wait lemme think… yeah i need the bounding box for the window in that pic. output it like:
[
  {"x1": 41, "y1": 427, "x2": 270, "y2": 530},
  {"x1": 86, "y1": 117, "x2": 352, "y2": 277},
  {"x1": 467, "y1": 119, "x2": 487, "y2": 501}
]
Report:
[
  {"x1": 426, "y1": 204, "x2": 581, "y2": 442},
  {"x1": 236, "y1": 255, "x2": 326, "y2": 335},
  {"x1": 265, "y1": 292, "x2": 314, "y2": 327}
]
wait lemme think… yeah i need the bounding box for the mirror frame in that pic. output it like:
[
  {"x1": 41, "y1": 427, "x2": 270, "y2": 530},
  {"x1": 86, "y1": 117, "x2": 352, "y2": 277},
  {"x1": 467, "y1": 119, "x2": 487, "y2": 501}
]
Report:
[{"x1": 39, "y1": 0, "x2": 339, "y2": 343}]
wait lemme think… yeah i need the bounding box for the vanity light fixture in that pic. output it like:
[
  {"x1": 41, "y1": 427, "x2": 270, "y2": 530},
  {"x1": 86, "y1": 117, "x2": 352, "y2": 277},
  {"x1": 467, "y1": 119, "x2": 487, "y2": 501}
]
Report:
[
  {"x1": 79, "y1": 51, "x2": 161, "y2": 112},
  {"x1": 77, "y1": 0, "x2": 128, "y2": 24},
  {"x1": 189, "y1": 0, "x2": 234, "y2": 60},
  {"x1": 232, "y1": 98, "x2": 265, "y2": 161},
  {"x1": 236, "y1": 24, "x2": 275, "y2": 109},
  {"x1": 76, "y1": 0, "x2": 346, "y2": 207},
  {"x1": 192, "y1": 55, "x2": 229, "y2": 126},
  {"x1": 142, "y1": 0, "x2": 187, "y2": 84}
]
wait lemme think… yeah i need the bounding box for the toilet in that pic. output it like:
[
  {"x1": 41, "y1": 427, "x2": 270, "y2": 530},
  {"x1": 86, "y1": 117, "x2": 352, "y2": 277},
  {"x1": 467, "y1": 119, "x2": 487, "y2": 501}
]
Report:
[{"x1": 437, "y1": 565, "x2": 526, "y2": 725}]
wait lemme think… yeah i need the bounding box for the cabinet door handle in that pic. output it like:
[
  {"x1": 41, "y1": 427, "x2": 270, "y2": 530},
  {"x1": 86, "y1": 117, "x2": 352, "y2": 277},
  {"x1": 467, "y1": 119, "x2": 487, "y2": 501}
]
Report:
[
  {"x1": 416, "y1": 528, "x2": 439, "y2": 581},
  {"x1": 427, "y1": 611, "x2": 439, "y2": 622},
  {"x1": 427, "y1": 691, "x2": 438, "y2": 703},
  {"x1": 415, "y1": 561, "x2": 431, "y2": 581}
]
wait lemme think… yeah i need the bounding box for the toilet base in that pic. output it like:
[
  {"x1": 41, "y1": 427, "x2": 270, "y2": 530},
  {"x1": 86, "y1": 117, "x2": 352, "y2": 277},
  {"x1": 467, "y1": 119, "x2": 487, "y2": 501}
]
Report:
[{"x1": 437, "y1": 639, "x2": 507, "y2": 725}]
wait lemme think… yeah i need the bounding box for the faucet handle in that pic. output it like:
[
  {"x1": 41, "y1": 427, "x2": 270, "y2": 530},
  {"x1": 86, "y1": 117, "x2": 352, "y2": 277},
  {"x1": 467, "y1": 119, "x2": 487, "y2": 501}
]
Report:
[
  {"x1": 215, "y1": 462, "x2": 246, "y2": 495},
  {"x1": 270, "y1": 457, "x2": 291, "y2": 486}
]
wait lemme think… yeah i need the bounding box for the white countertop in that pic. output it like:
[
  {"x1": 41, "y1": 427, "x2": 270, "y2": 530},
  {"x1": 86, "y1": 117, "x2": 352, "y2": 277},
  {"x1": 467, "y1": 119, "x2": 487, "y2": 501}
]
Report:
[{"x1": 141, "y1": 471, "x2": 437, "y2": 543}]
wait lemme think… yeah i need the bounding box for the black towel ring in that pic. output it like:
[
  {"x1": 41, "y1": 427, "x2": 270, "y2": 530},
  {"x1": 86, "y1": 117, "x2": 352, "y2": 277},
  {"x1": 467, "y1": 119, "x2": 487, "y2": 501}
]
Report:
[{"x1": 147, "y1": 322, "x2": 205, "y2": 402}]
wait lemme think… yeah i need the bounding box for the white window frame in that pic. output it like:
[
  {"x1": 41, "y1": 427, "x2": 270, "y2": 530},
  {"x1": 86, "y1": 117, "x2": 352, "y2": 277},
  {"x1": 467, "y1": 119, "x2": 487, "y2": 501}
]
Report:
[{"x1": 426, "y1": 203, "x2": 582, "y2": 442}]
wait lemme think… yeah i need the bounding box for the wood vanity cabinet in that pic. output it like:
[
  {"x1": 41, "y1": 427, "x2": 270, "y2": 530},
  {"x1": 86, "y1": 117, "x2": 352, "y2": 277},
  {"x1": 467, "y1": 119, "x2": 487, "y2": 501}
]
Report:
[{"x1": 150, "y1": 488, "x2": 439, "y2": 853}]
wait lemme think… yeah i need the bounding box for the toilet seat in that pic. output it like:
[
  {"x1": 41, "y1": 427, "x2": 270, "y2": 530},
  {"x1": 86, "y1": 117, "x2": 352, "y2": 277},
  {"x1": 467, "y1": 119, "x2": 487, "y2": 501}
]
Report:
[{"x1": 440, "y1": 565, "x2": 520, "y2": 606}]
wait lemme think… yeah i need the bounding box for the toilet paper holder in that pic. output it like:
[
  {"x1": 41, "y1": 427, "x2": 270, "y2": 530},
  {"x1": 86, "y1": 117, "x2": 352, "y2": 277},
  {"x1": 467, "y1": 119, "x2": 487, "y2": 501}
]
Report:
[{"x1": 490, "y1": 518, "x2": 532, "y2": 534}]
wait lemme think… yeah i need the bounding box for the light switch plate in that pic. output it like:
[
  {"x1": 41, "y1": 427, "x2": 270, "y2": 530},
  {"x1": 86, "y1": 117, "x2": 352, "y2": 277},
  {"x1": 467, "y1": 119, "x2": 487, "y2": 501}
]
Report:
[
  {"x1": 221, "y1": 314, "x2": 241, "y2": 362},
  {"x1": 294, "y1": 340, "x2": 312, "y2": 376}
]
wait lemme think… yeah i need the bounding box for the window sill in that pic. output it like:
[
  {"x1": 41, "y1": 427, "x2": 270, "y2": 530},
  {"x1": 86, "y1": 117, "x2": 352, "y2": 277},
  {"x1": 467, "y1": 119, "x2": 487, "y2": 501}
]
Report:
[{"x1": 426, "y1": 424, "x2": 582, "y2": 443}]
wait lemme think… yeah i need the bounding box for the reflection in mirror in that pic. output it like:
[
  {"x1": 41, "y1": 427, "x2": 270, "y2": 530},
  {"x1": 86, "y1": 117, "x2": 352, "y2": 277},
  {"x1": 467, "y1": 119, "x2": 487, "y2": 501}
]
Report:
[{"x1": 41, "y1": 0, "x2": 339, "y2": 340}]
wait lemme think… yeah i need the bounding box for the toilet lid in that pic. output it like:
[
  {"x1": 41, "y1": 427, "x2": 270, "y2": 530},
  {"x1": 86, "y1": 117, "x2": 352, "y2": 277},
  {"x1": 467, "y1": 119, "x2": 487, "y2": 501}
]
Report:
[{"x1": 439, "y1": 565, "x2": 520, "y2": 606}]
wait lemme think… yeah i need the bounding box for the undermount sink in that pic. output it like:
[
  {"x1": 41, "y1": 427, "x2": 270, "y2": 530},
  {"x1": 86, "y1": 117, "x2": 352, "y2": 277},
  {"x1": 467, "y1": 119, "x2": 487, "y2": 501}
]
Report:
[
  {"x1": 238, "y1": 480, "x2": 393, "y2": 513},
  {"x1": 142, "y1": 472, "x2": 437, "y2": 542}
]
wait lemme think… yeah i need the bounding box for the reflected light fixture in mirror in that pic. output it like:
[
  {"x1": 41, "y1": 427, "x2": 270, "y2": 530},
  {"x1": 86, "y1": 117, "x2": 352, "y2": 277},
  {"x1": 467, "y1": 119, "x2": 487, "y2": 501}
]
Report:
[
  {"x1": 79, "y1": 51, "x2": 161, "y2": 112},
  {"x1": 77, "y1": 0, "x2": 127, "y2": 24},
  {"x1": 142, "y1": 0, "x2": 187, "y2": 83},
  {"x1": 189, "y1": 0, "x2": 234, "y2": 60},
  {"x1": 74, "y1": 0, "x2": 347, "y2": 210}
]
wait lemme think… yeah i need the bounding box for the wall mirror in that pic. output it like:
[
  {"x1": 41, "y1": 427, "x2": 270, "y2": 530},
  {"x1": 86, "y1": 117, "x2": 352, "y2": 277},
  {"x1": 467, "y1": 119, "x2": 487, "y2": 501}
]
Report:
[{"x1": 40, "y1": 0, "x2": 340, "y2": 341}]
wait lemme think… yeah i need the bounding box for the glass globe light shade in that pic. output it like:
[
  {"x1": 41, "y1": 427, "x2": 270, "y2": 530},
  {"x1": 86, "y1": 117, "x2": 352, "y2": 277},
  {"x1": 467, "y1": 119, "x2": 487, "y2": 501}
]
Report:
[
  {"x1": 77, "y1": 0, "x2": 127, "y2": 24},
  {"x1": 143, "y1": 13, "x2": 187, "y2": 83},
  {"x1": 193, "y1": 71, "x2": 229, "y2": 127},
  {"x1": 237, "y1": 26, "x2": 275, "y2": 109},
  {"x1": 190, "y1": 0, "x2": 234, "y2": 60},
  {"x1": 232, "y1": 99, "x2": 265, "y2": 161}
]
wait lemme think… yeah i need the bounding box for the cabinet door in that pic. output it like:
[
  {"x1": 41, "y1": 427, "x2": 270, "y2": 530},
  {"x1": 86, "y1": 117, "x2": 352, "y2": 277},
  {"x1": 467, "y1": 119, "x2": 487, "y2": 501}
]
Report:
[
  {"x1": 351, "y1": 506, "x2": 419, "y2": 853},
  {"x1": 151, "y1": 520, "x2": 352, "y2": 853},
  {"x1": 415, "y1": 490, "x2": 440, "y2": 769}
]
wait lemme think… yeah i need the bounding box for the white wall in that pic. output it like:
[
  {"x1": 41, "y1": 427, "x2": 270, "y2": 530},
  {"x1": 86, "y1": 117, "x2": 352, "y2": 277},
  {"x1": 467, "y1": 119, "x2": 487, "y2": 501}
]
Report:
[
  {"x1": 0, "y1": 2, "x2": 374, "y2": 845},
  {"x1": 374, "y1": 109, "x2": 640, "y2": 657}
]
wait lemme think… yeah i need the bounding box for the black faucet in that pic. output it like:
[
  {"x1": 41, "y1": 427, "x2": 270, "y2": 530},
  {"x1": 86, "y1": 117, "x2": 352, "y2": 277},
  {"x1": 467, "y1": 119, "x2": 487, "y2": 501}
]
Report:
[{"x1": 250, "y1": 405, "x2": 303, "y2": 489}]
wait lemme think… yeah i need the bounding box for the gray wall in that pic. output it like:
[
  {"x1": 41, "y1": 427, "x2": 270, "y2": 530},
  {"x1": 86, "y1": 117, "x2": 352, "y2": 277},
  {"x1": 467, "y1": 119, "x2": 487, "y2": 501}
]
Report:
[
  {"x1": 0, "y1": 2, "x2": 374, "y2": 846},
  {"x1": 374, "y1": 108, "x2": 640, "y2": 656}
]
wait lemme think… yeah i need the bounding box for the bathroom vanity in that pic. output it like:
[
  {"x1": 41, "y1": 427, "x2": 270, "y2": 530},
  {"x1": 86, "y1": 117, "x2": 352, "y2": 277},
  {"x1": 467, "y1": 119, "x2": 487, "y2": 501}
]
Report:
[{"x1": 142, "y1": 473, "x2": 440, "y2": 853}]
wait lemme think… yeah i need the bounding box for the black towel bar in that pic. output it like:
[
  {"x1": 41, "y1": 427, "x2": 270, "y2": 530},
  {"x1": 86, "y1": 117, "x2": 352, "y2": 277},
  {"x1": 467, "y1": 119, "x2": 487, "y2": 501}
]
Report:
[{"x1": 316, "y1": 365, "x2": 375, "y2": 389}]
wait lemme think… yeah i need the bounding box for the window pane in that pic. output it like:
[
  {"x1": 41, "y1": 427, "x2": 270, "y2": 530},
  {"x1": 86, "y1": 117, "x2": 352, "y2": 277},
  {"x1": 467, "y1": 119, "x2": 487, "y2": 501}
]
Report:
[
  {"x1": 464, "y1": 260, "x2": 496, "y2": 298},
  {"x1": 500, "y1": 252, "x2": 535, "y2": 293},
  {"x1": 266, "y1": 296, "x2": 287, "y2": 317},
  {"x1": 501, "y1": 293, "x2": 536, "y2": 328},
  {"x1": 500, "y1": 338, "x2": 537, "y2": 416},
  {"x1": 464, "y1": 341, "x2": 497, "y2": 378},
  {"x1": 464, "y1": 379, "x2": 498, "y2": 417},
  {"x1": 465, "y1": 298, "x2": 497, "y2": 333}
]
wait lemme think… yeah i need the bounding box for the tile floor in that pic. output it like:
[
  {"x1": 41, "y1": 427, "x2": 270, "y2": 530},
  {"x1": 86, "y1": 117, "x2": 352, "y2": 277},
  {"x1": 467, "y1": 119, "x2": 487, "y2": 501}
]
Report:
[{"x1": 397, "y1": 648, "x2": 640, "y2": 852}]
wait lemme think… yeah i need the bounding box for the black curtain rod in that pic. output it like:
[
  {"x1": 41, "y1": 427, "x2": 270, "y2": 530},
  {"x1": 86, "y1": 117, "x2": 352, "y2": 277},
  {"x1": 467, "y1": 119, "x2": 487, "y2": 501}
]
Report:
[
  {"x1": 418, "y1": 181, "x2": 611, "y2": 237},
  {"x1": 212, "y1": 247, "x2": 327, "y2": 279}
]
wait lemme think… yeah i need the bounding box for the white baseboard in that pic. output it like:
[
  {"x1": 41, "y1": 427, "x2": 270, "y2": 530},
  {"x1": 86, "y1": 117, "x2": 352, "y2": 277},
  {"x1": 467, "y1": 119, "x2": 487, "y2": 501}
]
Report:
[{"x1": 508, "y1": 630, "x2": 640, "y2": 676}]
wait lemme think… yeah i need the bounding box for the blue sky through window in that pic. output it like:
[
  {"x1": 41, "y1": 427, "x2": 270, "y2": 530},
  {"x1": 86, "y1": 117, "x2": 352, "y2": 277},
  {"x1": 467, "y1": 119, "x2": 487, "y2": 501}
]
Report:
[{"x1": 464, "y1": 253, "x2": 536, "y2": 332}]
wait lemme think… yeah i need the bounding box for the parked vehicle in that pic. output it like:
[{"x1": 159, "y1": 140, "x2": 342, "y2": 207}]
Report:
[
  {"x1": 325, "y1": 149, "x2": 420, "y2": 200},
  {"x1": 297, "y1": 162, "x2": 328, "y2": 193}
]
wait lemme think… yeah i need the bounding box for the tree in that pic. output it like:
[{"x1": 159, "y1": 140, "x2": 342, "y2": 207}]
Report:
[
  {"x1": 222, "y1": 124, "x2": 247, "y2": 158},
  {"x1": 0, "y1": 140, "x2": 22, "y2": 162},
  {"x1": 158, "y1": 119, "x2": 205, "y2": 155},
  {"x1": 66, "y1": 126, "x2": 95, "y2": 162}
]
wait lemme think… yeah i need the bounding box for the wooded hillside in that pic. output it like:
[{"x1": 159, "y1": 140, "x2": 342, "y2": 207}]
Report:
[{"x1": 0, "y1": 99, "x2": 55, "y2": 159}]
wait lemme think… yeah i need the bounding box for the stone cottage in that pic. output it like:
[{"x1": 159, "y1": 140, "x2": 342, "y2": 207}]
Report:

[Directions for this task]
In the records, which lines use the word "towel"? Report them.

[Solution below]
wait lemme think… yeah i need the bounding box for the black towel ring in that pic. output it like:
wait lemme think… yeah i need the bounding box for the black towel bar in that pic. output it like:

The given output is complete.